*PROBLEM TO SOLVE*:
Please make sure what you return matches the listing below exactly, minus its pictures.

----------------------------------------

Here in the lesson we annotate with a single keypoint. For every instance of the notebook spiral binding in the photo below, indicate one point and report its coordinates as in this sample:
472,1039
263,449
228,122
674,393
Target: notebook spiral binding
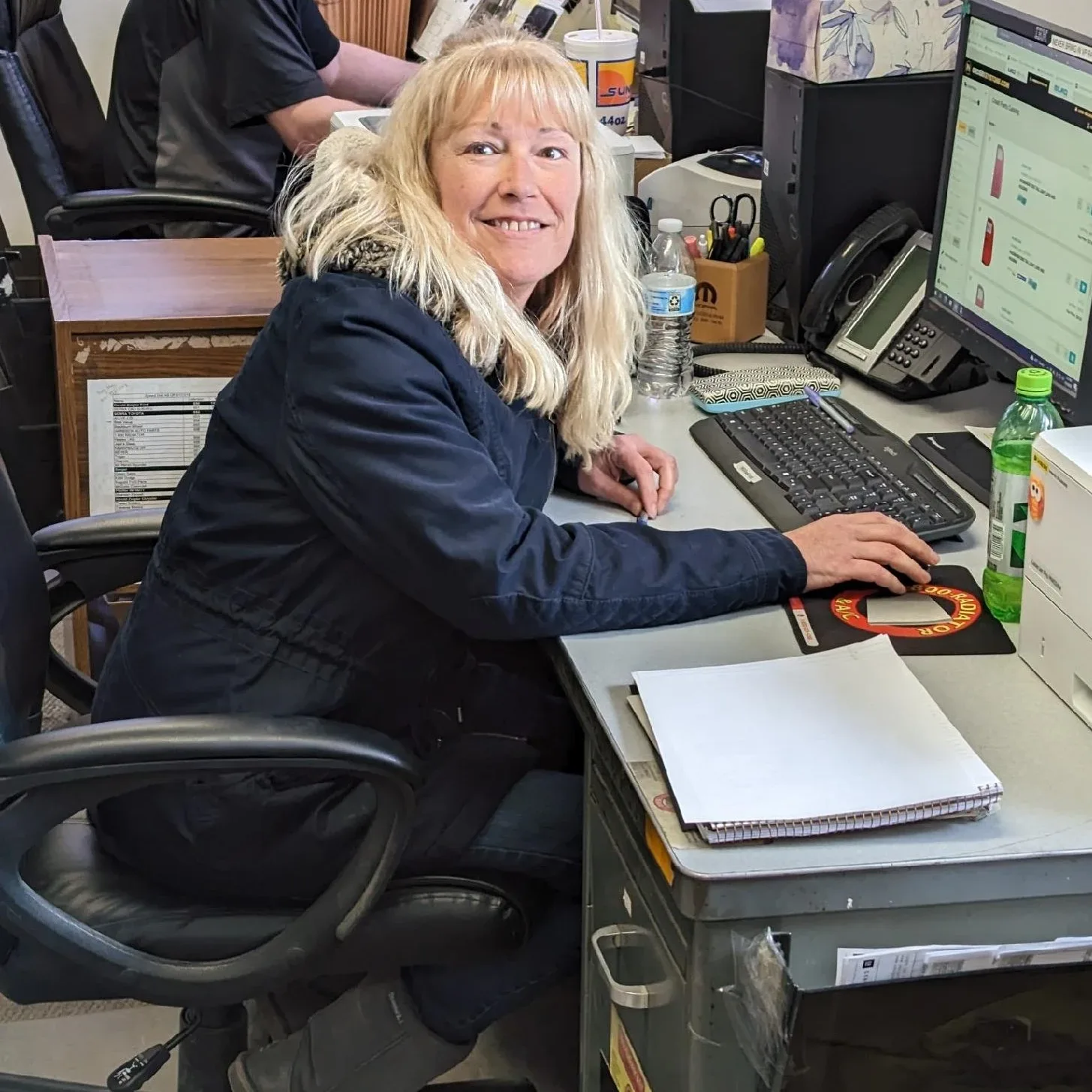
982,803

----------------------------------------

*WORKED SOLUTION*:
Here in the lesson we annotate with a single keypoint. For every instance of the notebook spiral binding in the photo below, indicate one point and report its coordinates as in this sample:
472,1039
263,449
228,122
674,393
Target: notebook spiral binding
982,803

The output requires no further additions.